EXTRACTED TEXT:

-=-=-

SSH

Connections and Agents

Connecting to other computers sounds like useful thing to do: whether you want to get data from another computer, copy data to another location or just want to send a couple of computations to a cluster, it all involves accessing computers via a network. SSH (secure shell) is the most popular protocol to do so.

This post is a quick introduction into SSH and a couple of tricks when using it. We assume that you are working on a UNIX (Mac or Linux) machine. This post does not cover Windows. SSH on Windows is not that much fun. You will have to use programs like PuTTY and Pageant to achieve a similar result.

TL;DR

  • SSH (secure shell) is a protocol to connect to other machines over the networks
  • SSH keys are a more secure version to connect to clusters and help you to avoid typing your password hundreds of times a day. They consist of two parts: a private and a public part. As the name suggests, the public part goes to the remote machine and lets you connect without typing your password.
  • SSH agents store your decrypted private key in memory and you can connect to remote machines without typing your password (after setting up the SSH keys)

Connecting to a remote machine

Most scientific compute clusters are not directly connected to the internet. They are either available via the local network, or via a dedicated gateway server. The cluster itself is usually divided into login nodes and the compute nodes. The goal of this post is to get you to the login node. The inner workings of the cluster will be covered in another post.

Setup of the cluster

As an example, we are going to consider the xmaris cluster at the physics department of Leiden university. If you want to connect to a cluster, you always connect to the login node. This node manages the connections, runs tests or compiles your code. It is not meant to do any heavy lifting. The computing nodes are doing that. However, usually don’t connect directly to the computing nodes. The workload manager will distribute the payload across the nodes.

-=-=-

[Records from a pointing dataset]
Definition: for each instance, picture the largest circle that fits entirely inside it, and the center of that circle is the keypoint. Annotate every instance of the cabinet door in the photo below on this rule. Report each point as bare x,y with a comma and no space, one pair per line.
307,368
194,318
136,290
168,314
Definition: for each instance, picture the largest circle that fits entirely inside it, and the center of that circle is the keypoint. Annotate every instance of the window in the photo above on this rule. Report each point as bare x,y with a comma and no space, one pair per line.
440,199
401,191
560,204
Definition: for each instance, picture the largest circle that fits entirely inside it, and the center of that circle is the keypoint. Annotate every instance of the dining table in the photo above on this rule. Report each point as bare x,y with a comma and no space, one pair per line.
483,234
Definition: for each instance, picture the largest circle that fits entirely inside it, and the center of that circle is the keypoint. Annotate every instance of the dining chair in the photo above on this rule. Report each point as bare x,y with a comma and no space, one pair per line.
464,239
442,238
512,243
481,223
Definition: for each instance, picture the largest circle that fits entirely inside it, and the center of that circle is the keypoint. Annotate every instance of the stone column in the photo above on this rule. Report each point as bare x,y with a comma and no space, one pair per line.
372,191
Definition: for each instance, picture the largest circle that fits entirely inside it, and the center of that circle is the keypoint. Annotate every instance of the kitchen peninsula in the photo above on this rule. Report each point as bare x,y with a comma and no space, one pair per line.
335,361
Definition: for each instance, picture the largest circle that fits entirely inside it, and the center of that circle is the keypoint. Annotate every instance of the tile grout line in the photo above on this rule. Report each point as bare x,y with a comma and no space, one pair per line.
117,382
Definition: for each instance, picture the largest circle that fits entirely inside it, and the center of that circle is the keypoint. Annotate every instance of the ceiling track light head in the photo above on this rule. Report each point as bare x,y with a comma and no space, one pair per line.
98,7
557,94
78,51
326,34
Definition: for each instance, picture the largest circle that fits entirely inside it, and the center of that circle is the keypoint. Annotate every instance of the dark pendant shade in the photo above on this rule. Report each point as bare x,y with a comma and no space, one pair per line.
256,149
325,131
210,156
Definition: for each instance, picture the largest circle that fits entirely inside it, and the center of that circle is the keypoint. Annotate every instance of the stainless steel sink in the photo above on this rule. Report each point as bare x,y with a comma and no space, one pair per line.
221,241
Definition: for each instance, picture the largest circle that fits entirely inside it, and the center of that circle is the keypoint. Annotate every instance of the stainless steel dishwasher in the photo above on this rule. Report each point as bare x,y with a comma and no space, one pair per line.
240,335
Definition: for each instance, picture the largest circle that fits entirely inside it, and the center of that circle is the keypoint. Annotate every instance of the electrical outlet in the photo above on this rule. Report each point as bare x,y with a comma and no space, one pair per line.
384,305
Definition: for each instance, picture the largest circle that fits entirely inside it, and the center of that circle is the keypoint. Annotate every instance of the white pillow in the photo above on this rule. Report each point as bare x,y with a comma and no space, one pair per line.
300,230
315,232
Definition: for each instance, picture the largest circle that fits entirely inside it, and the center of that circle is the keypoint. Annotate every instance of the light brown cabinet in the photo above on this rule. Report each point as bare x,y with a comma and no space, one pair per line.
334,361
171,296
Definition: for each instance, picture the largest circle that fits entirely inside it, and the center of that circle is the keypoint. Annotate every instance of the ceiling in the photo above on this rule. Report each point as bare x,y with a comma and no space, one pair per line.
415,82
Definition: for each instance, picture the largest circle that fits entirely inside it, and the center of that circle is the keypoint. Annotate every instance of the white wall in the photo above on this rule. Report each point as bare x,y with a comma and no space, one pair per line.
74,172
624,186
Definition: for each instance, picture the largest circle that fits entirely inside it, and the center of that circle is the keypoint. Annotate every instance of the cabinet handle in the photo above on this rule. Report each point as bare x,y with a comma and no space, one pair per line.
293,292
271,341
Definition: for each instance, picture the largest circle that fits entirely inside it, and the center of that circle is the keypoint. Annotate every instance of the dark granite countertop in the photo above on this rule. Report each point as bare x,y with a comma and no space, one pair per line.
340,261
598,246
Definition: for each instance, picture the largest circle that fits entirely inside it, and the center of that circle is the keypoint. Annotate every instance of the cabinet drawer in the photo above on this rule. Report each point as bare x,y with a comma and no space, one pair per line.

-=-=-

PARTS OF THE EXERCISE:
(1) In the SSH post, which cluster serves as the example?
(2) Find every line in the rows that contains the string "steel", and copy each one out. Matching is case-sensitive.
The SSH post and the rows have nothing to do with each other.

REPLIES:
(1) The xmaris cluster at the physics department of Leiden university.

(2)
Definition: for each instance, picture the largest circle that fits entirely inside it, and the center of that circle is the keypoint. Annotate every instance of the stainless steel sink in the photo above on this rule. Report each point as bare x,y with a comma and no space, one pair per line.
Definition: for each instance, picture the largest circle that fits entirely inside it, and the center of that circle is the keypoint. Annotate every instance of the stainless steel dishwasher in the photo above on this rule. Report each point as bare x,y with a comma and no space, one pair per line.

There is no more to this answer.